The venue in question is the Hochatown Saloon in Broken Bow, Oklahoma, which announced its ‘Shortlist’ membership program yesterday. According to a breakdown of the service shared online by one disgruntled user, a membership will cost “only” $100 USD (or $150 AUD) per year, and artists that opt in will be “SIGNIFICANTLY more likely to be booked as an opener” for shows held at Hochatown.

The venue also boasts that it will help members “build [their] artist profile[s]”, as well as share links to their EPKs (electronic press kits) and Spotify or YouTube channels. Members will also be paid for any billing that might be offered to them – $150 ($226 AUD) for solo acoustic acts, and $650 ($978 AUD) for bands with multiple members. In additional information shared on the Hochatown website, it’s said that members will receive “professional photos” and “HD video” of their set, and will be featured in promotional materials like event posters and social media advertising.
—————
* **The exercise**
In the excerpt above about the Hochatown Saloon membership program, condense the paragraph beginning "The venue also boasts" into a bulleted list that keeps its main facts.
—————
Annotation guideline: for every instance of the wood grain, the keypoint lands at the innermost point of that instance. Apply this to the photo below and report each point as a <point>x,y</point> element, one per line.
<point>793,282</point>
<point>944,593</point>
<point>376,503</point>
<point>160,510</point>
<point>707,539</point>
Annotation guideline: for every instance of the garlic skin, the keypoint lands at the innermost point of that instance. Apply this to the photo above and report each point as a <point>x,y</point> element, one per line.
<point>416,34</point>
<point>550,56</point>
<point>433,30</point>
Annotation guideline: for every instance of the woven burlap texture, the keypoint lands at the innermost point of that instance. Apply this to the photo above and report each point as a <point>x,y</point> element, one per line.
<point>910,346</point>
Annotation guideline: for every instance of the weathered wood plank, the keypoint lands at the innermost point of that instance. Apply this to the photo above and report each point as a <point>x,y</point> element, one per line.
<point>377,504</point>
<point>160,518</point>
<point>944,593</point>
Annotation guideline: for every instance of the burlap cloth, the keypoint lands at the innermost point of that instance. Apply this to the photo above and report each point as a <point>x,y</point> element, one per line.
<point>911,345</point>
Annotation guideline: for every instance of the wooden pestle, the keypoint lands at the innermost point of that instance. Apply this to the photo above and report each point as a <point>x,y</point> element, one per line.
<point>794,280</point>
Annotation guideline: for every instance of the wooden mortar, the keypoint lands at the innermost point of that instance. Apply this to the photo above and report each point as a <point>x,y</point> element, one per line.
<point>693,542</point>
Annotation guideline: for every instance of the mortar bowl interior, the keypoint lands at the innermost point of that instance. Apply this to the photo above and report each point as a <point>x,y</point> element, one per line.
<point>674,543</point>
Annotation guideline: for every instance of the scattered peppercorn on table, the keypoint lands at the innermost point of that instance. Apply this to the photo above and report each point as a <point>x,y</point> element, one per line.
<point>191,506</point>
—————
* **Solution for this exercise**
- The venue says it will help members build their artist profiles.
- It will share links to members' EPKs (electronic press kits) and their Spotify or YouTube channels.
- Members will be paid for any billing offered to them: $150 ($226 AUD) for solo acoustic acts and $650 ($978 AUD) for bands with multiple members.
- According to the Hochatown website, members will receive professional photos and HD video of their set.
- Members will appear in promotional materials such as event posters and social media advertising.